=== DOCUMENT EXCERPT ===
────────────────────

ZWmask (0...16):  Zero Weight mask.  This clip specifies the zero weight value to be applied to each pixel in the source clip.  Any pixel values greater than 16 will be clipped to 16. 

ZWlmDark (0...255) Zero Weight Luma Dark Value.  The filter strength is reduced for any pixel value starting at ZWlmDark and reaching 0 filtering strength as the pixel value aproaches 0.   The filtering strength is reduced less at block boundaries.  Values between 32-64 are a good place to start.  This argument allows more detail to be retained in dark areas which might otherwise appear over smoothed.  Obviously when setting this value it is important that the monitor you are working on displays dark grey to black with reasonable fidelity.

ZWlmBright (0…255):  Zero Weight Luma Bright Value.  Any source pixel value that is ≥  ZWlmBright will be filtered at the value specified by the ZW argument.  This can be used to reduce bright spots that ZWce might otherwise let through.  Values > 192 are a good place to start.

────────────────────

=== DATASET ENTRIES ===
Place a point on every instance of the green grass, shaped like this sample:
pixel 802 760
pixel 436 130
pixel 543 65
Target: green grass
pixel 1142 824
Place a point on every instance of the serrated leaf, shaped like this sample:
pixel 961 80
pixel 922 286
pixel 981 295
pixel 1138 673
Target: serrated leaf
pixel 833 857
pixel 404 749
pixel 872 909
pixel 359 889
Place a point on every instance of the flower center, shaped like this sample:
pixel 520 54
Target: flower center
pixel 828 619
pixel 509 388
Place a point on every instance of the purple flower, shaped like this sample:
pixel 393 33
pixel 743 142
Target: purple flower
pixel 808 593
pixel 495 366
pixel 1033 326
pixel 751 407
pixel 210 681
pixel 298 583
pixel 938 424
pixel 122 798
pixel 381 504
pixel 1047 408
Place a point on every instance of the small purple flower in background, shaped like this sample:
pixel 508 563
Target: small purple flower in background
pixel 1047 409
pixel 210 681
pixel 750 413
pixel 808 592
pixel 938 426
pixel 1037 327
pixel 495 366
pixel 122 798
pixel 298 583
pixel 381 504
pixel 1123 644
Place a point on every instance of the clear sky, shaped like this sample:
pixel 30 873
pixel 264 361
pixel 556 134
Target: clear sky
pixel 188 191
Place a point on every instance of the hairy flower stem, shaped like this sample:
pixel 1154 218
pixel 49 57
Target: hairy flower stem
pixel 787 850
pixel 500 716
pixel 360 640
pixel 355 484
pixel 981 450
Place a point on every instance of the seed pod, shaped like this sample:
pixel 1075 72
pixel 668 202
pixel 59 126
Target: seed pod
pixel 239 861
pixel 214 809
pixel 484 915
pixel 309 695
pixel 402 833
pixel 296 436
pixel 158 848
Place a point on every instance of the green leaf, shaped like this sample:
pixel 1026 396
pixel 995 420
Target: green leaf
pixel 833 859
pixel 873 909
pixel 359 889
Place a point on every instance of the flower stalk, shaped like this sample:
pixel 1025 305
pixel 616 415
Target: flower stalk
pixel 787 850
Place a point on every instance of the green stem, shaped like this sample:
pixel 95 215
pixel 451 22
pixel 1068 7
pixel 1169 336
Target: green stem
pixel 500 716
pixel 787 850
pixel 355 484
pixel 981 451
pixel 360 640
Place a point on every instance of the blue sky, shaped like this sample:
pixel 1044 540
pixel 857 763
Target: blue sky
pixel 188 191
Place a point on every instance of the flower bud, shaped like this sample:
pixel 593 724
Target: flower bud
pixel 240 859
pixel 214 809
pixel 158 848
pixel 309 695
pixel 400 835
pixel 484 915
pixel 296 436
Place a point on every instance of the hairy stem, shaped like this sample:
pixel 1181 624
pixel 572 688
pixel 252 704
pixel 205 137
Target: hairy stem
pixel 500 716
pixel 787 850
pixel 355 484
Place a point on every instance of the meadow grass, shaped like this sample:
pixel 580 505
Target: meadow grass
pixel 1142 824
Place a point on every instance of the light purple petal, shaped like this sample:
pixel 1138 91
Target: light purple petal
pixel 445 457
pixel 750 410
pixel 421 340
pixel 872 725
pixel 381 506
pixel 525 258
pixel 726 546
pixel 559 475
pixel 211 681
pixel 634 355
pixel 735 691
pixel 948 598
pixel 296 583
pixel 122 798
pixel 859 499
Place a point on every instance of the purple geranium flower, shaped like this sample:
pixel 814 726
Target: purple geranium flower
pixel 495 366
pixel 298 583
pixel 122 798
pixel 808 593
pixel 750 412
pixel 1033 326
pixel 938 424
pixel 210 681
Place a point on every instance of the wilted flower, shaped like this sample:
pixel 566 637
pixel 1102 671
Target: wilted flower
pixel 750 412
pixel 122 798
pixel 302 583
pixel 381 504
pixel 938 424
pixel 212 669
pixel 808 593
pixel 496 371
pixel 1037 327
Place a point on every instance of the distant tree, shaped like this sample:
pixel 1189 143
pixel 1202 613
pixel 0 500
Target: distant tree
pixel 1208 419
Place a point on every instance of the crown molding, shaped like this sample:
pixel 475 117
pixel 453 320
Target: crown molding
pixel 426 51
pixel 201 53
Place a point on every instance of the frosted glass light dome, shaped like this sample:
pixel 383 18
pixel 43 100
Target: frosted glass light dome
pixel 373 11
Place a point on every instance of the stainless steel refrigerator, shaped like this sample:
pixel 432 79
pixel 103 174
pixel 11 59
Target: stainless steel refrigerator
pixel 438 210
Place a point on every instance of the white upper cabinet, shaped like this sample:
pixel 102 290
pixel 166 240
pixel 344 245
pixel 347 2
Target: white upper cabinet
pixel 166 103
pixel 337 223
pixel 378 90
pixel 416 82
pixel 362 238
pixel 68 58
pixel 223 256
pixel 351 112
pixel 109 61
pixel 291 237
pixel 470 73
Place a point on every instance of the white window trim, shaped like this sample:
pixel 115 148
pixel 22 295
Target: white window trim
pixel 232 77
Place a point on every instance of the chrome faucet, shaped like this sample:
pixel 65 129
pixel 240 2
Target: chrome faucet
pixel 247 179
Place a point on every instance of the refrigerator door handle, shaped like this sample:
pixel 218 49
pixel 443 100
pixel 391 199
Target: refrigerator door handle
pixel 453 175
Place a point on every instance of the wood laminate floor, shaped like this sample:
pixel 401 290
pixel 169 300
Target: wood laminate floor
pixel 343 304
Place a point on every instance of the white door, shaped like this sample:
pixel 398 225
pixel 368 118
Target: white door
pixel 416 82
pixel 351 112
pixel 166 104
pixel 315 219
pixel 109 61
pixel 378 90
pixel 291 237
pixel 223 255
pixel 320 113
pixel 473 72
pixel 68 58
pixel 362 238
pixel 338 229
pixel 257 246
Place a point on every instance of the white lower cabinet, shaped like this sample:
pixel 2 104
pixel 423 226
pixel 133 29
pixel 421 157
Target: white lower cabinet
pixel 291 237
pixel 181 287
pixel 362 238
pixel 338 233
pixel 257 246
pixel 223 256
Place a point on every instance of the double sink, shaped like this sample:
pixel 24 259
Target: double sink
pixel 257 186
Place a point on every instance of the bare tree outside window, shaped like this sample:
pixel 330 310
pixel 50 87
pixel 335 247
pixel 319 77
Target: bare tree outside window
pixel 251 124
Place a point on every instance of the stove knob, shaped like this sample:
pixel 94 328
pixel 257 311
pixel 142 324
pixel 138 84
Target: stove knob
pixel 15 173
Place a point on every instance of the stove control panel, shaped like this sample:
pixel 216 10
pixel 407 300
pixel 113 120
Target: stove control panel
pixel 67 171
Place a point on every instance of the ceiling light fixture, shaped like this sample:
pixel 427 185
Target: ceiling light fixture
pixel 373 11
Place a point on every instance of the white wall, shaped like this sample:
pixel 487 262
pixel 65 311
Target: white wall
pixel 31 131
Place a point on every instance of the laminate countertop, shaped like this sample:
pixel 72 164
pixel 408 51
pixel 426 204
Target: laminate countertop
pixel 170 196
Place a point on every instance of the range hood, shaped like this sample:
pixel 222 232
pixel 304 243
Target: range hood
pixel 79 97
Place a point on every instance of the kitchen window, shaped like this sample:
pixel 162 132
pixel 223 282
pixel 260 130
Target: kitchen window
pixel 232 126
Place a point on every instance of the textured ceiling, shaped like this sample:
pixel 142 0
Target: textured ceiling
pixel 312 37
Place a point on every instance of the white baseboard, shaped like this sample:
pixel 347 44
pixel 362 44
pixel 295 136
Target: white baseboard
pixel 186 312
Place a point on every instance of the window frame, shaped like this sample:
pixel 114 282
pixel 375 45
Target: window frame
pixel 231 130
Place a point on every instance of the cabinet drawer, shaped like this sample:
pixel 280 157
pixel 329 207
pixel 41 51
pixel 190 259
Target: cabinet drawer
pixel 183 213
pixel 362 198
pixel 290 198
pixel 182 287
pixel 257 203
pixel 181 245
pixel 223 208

────────────────────

=== EXERCISE INSTRUCTIONS ===
(1) In the filter argument descriptions, what range of ZWlmDark values is recommended as a starting point?
(2) Continue the filter argument descriptions from where they stop.

=== ANSWER SET ===
(1) Values between 32 and 64.

(2)
ncpu (1…4):  Number of cpu cores to use.  The multithreading code path is completely bypassed if only 1 cpu is used.

SmoothD2c: The following parameters are specific to SmoothD2c.

Getting Started:  First all parameters default to reasonable values so SmoothD2c() should work, though it will provide only very weak deblocking.  The most important parameter is quant, which is the primary control of deblocking strength.  If you can not get as much deblocking as desired then try using a different Matrix.  Try Matrix 8, or Matrix 13-29.  If you still can't get enough deblocking then try Qtype=2 or 4.  If you still can't get enough deblocking then increase downSize.  When you get enough deblocking find an area, usually in a darker part of the picture, that the chroma has washed out and start increasing Cpr  until the chroma returns.  Its a balancing act between chroma washout and chroma deblocking.  

When you have gotten this far and you have chroma bleeding around strong luma edges then you can try increasing cWarpToLuma  to see if it will help reduce it.  Note that cWarpToLuma especially at higher settings will tend to washout the chroma around the edges.  This chroma washout cannot be corrected by increasing Cpr.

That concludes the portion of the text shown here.